Listing »
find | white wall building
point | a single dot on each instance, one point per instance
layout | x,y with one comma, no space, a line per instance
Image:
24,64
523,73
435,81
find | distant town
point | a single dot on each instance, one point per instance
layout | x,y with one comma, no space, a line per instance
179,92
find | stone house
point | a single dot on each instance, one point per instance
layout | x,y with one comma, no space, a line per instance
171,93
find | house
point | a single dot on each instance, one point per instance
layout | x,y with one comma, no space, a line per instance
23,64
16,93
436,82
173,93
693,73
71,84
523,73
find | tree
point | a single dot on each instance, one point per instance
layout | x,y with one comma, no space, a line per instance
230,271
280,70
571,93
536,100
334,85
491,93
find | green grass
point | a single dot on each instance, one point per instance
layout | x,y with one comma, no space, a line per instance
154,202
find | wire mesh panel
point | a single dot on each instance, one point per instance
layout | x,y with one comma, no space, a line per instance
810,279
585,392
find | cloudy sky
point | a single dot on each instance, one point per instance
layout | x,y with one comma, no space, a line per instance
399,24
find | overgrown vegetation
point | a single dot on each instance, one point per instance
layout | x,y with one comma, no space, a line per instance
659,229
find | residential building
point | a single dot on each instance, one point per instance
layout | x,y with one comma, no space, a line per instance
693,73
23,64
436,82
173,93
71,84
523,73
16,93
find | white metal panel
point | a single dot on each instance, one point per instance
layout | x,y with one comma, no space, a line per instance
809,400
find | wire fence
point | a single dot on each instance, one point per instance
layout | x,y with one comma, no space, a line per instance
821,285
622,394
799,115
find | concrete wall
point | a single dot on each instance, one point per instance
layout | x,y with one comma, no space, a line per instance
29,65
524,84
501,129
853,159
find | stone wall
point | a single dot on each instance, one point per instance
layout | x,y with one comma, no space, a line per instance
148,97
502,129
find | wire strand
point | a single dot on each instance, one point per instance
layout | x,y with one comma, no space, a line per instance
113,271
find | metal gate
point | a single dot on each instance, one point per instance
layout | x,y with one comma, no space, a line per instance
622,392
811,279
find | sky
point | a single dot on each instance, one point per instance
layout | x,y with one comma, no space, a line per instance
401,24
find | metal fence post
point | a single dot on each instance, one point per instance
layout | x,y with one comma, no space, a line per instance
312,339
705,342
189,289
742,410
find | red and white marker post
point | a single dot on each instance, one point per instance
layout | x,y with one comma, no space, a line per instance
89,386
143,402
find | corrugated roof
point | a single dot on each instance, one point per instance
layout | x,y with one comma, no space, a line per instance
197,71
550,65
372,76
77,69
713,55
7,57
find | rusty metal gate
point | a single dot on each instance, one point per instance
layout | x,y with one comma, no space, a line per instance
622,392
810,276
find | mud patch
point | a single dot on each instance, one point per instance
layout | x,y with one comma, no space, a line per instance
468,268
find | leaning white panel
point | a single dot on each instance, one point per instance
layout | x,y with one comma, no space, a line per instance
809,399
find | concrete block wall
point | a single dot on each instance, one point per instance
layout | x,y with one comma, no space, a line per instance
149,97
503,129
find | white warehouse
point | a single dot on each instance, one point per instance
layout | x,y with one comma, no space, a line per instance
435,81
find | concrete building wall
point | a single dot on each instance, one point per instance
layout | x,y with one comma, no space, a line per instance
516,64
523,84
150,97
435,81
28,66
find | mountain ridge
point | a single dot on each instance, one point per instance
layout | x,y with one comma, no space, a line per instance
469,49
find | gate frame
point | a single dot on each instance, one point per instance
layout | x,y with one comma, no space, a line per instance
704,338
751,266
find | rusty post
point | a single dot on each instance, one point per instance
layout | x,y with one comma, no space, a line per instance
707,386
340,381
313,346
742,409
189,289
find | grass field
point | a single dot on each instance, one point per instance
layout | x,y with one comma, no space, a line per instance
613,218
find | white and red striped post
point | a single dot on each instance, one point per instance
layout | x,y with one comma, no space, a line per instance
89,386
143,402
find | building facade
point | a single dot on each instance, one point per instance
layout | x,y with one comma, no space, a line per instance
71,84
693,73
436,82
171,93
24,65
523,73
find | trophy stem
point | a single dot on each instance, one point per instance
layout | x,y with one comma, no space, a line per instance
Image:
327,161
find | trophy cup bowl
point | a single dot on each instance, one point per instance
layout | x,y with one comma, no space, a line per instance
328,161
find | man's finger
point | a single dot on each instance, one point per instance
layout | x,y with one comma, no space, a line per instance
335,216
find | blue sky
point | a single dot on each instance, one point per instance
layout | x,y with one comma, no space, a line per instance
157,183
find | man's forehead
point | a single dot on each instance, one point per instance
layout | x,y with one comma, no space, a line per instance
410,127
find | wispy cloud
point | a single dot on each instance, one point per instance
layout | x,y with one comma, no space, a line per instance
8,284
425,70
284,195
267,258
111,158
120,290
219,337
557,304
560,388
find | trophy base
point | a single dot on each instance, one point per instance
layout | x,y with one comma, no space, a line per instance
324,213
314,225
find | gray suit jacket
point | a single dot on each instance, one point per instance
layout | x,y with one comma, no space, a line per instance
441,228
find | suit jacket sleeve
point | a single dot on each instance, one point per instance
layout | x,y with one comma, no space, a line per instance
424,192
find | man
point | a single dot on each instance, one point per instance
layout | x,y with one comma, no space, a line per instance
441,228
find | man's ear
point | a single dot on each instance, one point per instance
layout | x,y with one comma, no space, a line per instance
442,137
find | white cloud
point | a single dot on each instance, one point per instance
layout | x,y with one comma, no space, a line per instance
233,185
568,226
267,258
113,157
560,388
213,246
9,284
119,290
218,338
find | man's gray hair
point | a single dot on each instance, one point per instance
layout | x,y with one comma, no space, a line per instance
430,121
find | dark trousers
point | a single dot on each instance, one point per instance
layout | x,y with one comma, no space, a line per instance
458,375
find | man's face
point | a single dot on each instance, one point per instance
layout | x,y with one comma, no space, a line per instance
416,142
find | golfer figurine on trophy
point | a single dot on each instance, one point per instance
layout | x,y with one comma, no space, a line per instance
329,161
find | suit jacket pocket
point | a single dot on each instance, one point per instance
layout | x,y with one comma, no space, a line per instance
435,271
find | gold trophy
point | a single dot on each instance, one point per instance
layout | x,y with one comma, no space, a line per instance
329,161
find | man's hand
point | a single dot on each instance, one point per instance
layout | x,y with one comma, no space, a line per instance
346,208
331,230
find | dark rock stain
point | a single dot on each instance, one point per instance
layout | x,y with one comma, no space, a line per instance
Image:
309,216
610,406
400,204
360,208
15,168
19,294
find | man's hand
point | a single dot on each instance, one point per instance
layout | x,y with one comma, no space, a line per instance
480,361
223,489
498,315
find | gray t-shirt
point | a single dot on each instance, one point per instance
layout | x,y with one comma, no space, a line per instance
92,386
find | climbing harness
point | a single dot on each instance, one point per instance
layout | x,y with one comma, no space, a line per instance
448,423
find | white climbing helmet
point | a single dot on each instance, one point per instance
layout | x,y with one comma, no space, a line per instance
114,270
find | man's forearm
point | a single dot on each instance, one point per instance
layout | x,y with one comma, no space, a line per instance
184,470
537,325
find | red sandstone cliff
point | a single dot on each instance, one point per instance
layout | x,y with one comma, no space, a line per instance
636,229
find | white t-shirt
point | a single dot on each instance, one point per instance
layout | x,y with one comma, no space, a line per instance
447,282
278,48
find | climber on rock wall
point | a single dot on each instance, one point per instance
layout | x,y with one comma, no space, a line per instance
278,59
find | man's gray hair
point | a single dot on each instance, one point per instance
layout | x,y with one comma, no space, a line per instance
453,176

* * *

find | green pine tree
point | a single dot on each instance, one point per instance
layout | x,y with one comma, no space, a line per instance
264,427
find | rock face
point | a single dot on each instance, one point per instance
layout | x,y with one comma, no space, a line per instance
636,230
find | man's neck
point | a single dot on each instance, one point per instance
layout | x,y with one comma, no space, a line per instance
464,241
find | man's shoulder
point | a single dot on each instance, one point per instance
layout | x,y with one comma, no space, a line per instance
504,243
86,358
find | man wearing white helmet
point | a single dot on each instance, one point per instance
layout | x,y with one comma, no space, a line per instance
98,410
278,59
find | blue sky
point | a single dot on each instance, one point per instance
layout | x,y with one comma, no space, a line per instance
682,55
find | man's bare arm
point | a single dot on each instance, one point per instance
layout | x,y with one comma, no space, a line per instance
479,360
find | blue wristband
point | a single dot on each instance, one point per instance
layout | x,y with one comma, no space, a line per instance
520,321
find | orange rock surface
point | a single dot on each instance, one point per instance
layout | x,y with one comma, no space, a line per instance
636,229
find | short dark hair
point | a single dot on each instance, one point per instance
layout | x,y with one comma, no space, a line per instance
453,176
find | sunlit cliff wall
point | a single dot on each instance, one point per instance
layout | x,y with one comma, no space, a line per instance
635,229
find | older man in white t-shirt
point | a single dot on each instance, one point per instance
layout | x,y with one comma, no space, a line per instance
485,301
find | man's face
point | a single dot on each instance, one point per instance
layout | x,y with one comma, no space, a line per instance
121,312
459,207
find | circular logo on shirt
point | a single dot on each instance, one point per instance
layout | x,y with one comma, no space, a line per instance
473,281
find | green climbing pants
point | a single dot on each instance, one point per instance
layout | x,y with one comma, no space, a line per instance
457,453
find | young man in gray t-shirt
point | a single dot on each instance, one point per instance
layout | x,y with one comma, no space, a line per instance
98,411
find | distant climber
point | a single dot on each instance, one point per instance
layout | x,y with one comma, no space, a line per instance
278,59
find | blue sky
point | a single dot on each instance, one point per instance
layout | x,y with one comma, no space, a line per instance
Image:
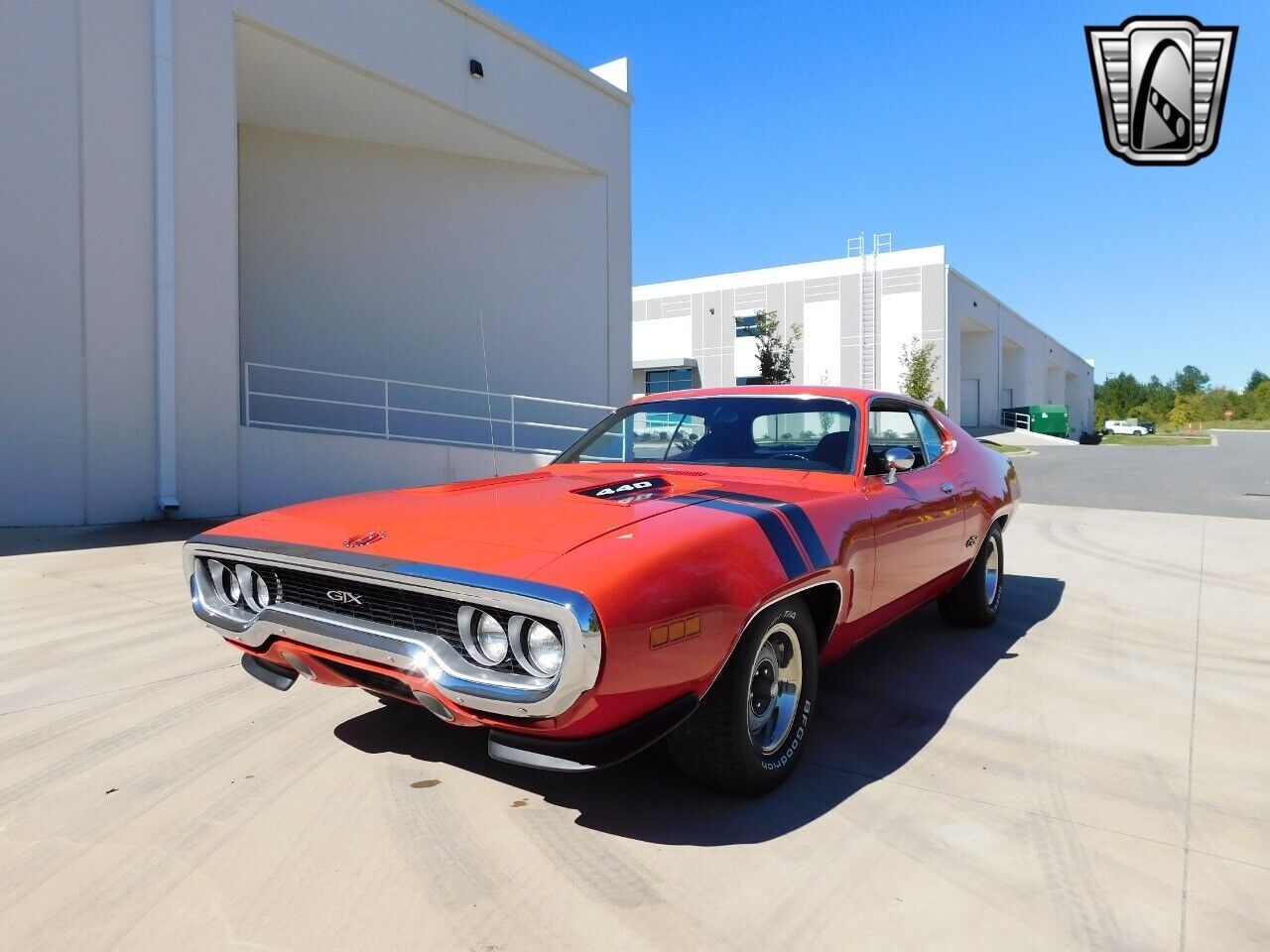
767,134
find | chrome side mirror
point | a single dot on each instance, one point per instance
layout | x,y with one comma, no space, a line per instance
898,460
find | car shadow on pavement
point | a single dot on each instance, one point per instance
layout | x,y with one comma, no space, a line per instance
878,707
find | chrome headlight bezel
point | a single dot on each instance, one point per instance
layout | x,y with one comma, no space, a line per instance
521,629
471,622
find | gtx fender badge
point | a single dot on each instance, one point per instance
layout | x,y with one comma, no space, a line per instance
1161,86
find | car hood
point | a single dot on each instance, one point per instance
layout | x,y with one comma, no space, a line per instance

Set task » Gather and copy every line in the records that contains the string "chrome". Case counts, so a line matches only when its letters have the same capitalization.

Result »
find | chrome side mirror
find | chrome headlight bezel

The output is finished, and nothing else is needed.